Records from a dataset
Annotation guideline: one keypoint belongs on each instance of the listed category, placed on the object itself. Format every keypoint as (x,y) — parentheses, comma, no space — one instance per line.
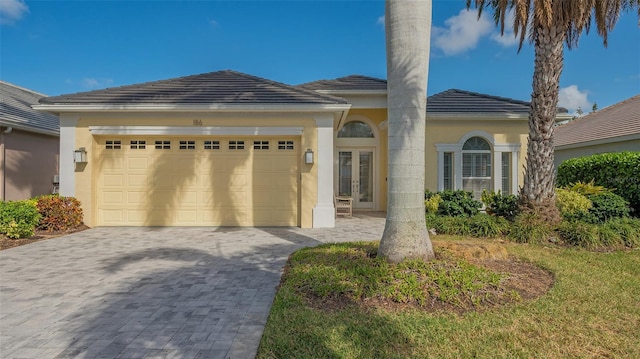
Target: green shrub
(482,225)
(570,202)
(59,213)
(501,205)
(580,234)
(628,229)
(431,205)
(18,219)
(612,170)
(454,225)
(587,188)
(608,205)
(527,227)
(458,203)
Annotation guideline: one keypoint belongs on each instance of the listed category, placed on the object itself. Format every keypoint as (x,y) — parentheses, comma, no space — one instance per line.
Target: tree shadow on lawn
(307,325)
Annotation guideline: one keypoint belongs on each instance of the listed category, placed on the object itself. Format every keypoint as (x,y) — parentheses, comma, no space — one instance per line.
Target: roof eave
(480,115)
(41,131)
(353,92)
(60,108)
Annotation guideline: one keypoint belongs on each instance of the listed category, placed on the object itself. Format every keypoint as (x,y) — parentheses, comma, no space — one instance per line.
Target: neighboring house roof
(620,121)
(221,87)
(347,83)
(16,111)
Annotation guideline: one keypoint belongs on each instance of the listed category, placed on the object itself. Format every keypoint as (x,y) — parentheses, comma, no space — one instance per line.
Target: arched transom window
(476,166)
(356,129)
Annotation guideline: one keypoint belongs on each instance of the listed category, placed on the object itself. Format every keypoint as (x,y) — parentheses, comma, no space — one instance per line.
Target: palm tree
(408,26)
(550,24)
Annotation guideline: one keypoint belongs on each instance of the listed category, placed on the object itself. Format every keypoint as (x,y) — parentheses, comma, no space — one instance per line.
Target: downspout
(3,130)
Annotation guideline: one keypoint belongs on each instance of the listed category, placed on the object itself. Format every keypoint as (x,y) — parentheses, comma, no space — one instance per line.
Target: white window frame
(498,149)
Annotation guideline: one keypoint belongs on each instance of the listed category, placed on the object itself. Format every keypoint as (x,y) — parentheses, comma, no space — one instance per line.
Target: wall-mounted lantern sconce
(80,155)
(308,157)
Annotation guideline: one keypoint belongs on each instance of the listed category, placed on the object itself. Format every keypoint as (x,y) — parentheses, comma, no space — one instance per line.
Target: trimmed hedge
(59,213)
(18,219)
(619,171)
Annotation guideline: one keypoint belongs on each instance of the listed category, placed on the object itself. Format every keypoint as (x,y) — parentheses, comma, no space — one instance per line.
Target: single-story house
(613,129)
(29,145)
(226,148)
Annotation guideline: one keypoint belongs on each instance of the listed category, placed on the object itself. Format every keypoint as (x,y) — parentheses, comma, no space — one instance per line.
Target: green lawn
(592,310)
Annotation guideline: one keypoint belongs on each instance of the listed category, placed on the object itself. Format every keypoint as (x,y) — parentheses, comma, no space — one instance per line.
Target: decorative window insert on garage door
(197,181)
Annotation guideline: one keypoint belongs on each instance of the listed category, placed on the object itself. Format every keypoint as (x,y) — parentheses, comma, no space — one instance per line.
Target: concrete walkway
(202,292)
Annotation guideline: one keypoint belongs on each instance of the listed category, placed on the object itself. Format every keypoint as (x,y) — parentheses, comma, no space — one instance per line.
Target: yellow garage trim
(197,130)
(197,181)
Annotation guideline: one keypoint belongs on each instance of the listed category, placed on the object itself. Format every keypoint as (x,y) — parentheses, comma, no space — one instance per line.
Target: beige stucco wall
(86,175)
(565,154)
(451,130)
(30,162)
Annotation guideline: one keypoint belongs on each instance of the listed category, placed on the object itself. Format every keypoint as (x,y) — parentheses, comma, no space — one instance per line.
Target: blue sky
(57,47)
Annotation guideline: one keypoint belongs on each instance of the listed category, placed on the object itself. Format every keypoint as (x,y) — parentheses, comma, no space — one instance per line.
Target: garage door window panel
(211,145)
(187,145)
(236,145)
(163,145)
(113,144)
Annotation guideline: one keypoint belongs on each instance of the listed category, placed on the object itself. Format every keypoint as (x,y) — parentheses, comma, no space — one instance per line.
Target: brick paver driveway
(151,292)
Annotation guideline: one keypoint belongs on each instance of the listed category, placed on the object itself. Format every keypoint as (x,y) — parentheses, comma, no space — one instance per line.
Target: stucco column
(324,212)
(67,147)
(457,160)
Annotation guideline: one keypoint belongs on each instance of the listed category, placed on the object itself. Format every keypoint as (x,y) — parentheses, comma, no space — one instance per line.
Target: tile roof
(16,111)
(460,101)
(449,101)
(620,119)
(221,87)
(347,83)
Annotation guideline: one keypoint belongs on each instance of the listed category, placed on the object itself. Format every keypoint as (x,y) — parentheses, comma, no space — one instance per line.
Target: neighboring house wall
(563,154)
(30,162)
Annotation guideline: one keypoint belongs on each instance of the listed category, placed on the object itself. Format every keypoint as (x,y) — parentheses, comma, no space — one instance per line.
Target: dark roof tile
(16,111)
(620,119)
(221,87)
(347,83)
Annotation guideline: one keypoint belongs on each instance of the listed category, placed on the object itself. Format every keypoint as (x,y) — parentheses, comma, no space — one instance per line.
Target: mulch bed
(40,235)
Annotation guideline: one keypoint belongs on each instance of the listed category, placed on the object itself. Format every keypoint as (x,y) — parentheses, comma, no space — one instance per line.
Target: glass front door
(355,176)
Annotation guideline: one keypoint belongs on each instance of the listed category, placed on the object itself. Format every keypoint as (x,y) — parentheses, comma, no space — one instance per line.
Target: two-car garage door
(198,181)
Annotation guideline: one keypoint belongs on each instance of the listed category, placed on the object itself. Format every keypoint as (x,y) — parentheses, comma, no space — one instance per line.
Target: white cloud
(462,32)
(572,98)
(509,38)
(12,11)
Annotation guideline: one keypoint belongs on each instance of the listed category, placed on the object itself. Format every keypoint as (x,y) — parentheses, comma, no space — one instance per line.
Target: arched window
(356,129)
(476,166)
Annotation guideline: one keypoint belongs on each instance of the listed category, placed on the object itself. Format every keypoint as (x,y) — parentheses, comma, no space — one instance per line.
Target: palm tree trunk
(538,192)
(408,27)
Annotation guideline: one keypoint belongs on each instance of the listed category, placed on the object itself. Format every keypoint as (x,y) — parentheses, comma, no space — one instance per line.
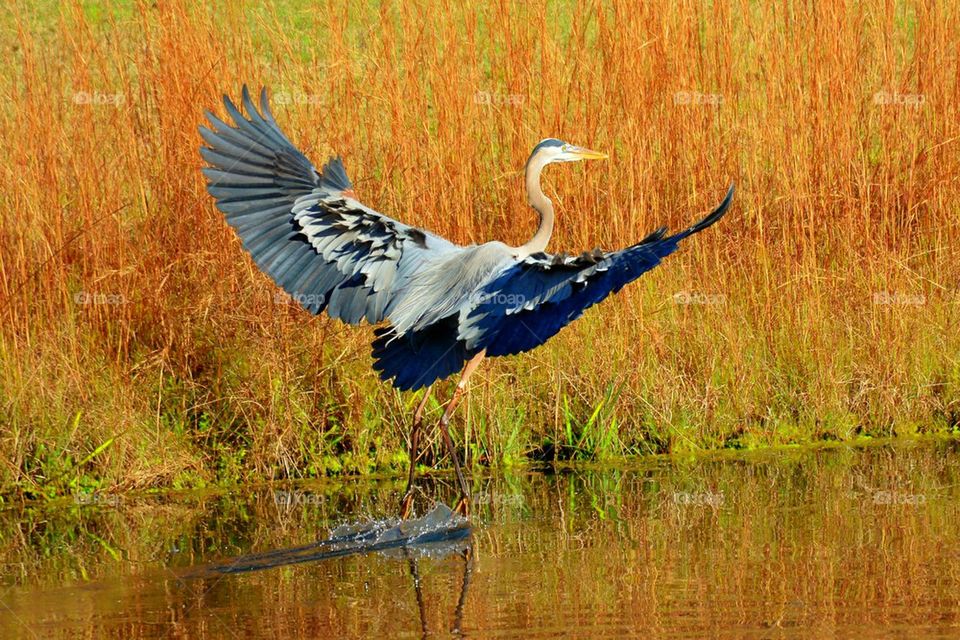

Exercise task:
Count the lines in the records above that contain the string "garage", treating uppercase and lowercase letters as distinct. Reply with the number alone.

Task output:
4